Copy every line of the material below without changing anything.

====== Raw records

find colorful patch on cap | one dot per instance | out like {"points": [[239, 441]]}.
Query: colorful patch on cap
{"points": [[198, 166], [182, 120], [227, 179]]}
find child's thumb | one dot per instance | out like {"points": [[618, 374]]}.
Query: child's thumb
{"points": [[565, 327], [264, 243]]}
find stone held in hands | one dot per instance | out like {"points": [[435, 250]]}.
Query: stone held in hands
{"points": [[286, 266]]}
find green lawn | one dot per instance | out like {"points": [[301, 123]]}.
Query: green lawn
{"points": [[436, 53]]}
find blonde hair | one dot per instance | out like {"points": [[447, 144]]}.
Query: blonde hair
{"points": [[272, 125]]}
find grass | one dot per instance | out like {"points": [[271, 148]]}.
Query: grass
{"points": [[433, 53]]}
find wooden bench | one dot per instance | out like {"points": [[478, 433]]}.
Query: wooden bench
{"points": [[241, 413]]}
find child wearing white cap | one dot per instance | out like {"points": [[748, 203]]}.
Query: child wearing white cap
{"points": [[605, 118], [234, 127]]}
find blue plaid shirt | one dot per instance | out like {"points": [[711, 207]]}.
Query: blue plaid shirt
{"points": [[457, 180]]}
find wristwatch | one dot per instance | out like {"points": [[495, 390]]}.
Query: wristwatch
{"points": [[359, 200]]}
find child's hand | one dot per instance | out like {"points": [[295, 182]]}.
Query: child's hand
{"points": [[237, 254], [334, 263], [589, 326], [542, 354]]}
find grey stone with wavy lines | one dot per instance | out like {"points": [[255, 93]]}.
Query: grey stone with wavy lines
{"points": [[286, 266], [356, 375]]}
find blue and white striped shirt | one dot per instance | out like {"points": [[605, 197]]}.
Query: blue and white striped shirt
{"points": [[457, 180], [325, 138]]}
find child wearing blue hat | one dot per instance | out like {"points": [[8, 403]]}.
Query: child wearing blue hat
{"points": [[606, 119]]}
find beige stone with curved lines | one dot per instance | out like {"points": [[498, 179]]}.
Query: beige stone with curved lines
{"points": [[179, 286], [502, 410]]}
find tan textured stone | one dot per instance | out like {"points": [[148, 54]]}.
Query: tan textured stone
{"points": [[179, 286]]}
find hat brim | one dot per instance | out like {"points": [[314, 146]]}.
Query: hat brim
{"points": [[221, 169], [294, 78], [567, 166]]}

============

* Answer in full:
find colorful patch on cap | one dot per instance | out like {"points": [[239, 441]]}.
Query: colorful patch on cap
{"points": [[198, 166], [182, 120], [227, 179]]}
find child's thumb | one dot per instance | out like {"points": [[618, 374]]}.
Query: child's thumb
{"points": [[565, 327], [264, 243]]}
find stone held in hands | one dot per instance | out like {"points": [[435, 250]]}.
Query: stone held in hands
{"points": [[286, 266]]}
find green lawn | one dot per instance | out like {"points": [[301, 123]]}.
Query: green lawn
{"points": [[436, 53]]}
find blonde hair | one dot per instance | out like {"points": [[447, 144]]}.
Query: blonde hair
{"points": [[272, 125]]}
find grass | one dot per instance | out like {"points": [[271, 148]]}.
Query: grass
{"points": [[433, 53]]}
find wooden bench | one dot per instance | out like {"points": [[478, 433]]}.
Query: wooden bench
{"points": [[241, 413]]}
find child wearing white cap | one dot per instance | out like {"points": [[748, 203]]}.
Query: child wearing white cap
{"points": [[605, 118], [234, 127]]}
find blue plaid shirt | one dot per instance | out like {"points": [[711, 207]]}.
Query: blue plaid shirt
{"points": [[457, 180]]}
find wristwatch | one dot per instance | out like {"points": [[495, 390]]}.
Query: wristwatch
{"points": [[359, 200]]}
find child's hand | one dot per instance | out like {"points": [[295, 182]]}.
Query: child's hand
{"points": [[237, 254], [334, 263], [589, 326], [542, 354]]}
find grey stone with wavy lines | one dot per instance | out like {"points": [[255, 93]]}.
Query: grey stone with wavy lines
{"points": [[286, 266], [356, 375]]}
find blue and white striped shirt | one dot per instance | out like {"points": [[605, 197]]}.
Query: blue and white striped shirt
{"points": [[457, 180], [325, 138]]}
find child wearing blue hat | one dot per instance | out like {"points": [[8, 403]]}.
Query: child wearing blue hat
{"points": [[606, 119]]}
find beige stone with curved lines | one dot per instance | out like {"points": [[498, 179]]}.
Query: beige stone with curved lines
{"points": [[179, 286], [502, 410]]}
find tan textured stone | one dot per instance | out like {"points": [[148, 54]]}.
Query: tan textured stone
{"points": [[179, 286]]}
find hat brim | one dot per instance | out like {"points": [[314, 146]]}.
Query: hat brim
{"points": [[221, 169], [294, 78], [567, 166]]}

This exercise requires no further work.